(Box annotation data, in rows)
§ §

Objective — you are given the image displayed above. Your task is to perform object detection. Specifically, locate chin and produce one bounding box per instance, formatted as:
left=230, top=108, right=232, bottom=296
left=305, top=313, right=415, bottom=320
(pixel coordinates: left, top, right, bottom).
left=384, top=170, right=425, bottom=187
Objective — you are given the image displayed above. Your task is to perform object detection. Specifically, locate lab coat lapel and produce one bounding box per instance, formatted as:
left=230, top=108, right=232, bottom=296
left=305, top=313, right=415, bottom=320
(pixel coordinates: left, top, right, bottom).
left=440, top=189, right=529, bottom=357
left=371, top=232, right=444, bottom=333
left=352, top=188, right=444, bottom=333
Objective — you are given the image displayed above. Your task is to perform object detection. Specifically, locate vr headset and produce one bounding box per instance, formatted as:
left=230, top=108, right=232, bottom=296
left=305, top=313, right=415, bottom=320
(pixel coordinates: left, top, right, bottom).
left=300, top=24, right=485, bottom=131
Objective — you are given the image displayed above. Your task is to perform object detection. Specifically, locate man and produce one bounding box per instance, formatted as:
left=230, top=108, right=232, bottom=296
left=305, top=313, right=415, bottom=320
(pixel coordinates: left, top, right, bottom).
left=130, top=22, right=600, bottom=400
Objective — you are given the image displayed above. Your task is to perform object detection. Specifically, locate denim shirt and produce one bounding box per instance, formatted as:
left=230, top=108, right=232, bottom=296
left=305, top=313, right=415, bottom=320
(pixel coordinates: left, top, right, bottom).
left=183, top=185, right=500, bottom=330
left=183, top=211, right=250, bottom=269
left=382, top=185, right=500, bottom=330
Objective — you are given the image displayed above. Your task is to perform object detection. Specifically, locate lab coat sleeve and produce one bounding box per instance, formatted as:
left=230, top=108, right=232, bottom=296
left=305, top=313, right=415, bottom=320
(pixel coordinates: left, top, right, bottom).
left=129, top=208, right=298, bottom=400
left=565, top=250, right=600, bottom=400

§ §

Write out all of the records above line for line, changing nothing.

| REPLY TO THE EXERCISE |
Objective — you are given the image displayed above. Your task is to perform object detection. Specifically, locate chin and produce one bounding box per instance, formatted as:
left=230, top=108, right=232, bottom=296
left=305, top=313, right=415, bottom=320
(pixel coordinates: left, top, right, bottom).
left=384, top=170, right=425, bottom=187
Objective — you are given the image displayed above. Your task is to perform object detection. Specifically, locate lab coat lapel and produce one bounding box per instance, formatted as:
left=230, top=108, right=232, bottom=296
left=305, top=313, right=415, bottom=320
(pixel coordinates: left, top, right, bottom).
left=440, top=189, right=529, bottom=357
left=371, top=232, right=444, bottom=333
left=352, top=188, right=444, bottom=333
Objective — you are given the image displayed above. Your task is to perform object detection. Specifically, locate vr headset and produce one bounding box per instance, formatted as:
left=230, top=108, right=232, bottom=296
left=305, top=313, right=415, bottom=320
(pixel coordinates: left, top, right, bottom).
left=300, top=24, right=485, bottom=131
Objective — you are given the image displayed above. Your task is to perform object detection. Specifically, locate man and produce one bounding box per instance, formatted as:
left=230, top=108, right=232, bottom=296
left=305, top=313, right=415, bottom=320
(pixel coordinates: left, top, right, bottom).
left=130, top=22, right=600, bottom=400
Objective — you are given the image displayed above. Your task is to perform object detection. Specifically, locate denim shirt and produce one bounding box per instance, formatted as:
left=230, top=108, right=232, bottom=296
left=305, top=313, right=415, bottom=320
(pixel coordinates: left, top, right, bottom).
left=183, top=185, right=500, bottom=330
left=183, top=211, right=250, bottom=269
left=382, top=185, right=500, bottom=330
Objective — you are given the image displayed above. Your task is to perform object detection. Specifically, locate lab coat sleeve and produce one bounding box per instance, formatted as:
left=230, top=108, right=232, bottom=296
left=305, top=313, right=415, bottom=320
(pixel coordinates: left, top, right, bottom).
left=129, top=208, right=298, bottom=400
left=565, top=250, right=600, bottom=400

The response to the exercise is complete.